▶ [Short exercise A]:
Return everything in the passage about Jonah from "If you were anywhere" down to "book about fish.", copied with no changes.

▶ [Document]:
===============
Don’t hit your sister!  Stop kicking your brother!  Don’t make me come back there!  Sometimes it takes all the willpower we have as children to obey.  As adults – well I’m not sure it’s much different.  If we get frustrated as parents, as adults, how must God feel?  Many of us have an approach-avoidance response to obeying God.  Often we quite intentionally seek God’s guidance for spiritual growth and fulfillment.  Then when God’s intention and call conflicts with what our vision for our future is – we pull back.  We run away from God.  How like Jonah we are. 

If you were anywhere near a church when you were growing up – you heard the Bible story about Run–Away Jonah and the great fish.  But, if you were not that near to a church, Sunday School, Vacation Bible School and flannel board stories, or even a Bible – you still, no doubt, have heard about Jonah.   And perhaps what you have heard or remember could be a little dim Today and the next two Sundays we are going to get re-acquainted with Jonah, …and ourselves, and God, in a different way.  Mostly we will learn about God.  For, you see, this is a book about God, not a book about fish.
===============
▶ [Short exercise B]:
Retype everything in the records from the line containing "in [229, 322]." down to the end of the records, both ends included and character for character.
===============
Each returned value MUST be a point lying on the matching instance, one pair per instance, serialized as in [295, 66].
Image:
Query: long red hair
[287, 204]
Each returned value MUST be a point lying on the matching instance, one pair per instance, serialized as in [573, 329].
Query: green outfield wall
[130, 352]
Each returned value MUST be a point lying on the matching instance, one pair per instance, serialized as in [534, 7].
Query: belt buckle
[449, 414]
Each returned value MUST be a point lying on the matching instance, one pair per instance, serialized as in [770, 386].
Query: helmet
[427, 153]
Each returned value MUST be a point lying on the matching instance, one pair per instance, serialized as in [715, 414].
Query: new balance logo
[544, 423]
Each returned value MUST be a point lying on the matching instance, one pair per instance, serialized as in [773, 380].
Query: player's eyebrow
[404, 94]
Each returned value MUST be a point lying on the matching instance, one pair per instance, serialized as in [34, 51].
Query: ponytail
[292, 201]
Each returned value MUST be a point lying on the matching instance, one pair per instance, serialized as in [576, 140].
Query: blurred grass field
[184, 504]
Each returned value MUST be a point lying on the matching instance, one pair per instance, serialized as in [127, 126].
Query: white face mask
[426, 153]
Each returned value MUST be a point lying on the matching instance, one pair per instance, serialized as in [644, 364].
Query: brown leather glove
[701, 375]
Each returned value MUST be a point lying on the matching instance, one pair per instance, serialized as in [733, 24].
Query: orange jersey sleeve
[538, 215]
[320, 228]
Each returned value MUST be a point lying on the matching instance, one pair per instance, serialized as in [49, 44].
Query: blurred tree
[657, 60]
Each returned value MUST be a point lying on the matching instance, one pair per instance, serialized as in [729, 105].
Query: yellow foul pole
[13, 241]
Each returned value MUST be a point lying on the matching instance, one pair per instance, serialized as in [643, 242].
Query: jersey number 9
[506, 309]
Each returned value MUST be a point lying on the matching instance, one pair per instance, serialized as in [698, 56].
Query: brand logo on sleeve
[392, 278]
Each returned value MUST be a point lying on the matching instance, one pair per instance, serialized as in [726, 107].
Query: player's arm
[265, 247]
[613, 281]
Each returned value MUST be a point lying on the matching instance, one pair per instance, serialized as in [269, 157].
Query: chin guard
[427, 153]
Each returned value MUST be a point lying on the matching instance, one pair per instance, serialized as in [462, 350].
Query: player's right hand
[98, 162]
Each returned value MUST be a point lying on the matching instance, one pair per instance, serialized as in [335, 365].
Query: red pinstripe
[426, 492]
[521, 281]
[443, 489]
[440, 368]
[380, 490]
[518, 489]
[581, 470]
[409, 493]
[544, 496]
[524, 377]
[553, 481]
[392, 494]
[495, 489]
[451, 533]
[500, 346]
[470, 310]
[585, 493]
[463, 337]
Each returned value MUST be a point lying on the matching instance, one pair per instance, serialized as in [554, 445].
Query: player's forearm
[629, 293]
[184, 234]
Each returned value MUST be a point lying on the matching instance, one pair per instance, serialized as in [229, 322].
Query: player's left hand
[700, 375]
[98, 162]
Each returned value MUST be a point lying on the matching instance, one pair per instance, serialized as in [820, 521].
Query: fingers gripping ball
===============
▶ [Response A]:
If you were anywhere near a church when you were growing up – you heard the Bible story about Run–Away Jonah and the great fish.  But, if you were not that near to a church, Sunday School, Vacation Bible School and flannel board stories, or even a Bible – you still, no doubt, have heard about Jonah.   And perhaps what you have heard or remember could be a little dim Today and the next two Sundays we are going to get re-acquainted with Jonah, …and ourselves, and God, in a different way.  Mostly we will learn about God.  For, you see, this is a book about God, not a book about fish.

▶ [Response B]:
Each returned value MUST be a point lying on the matching instance, one pair per instance, serialized as in [229, 322].
Query: player's left hand
[700, 375]
[98, 162]
Each returned value MUST be a point lying on the matching instance, one pair per instance, serialized as in [820, 521].
Query: fingers gripping ball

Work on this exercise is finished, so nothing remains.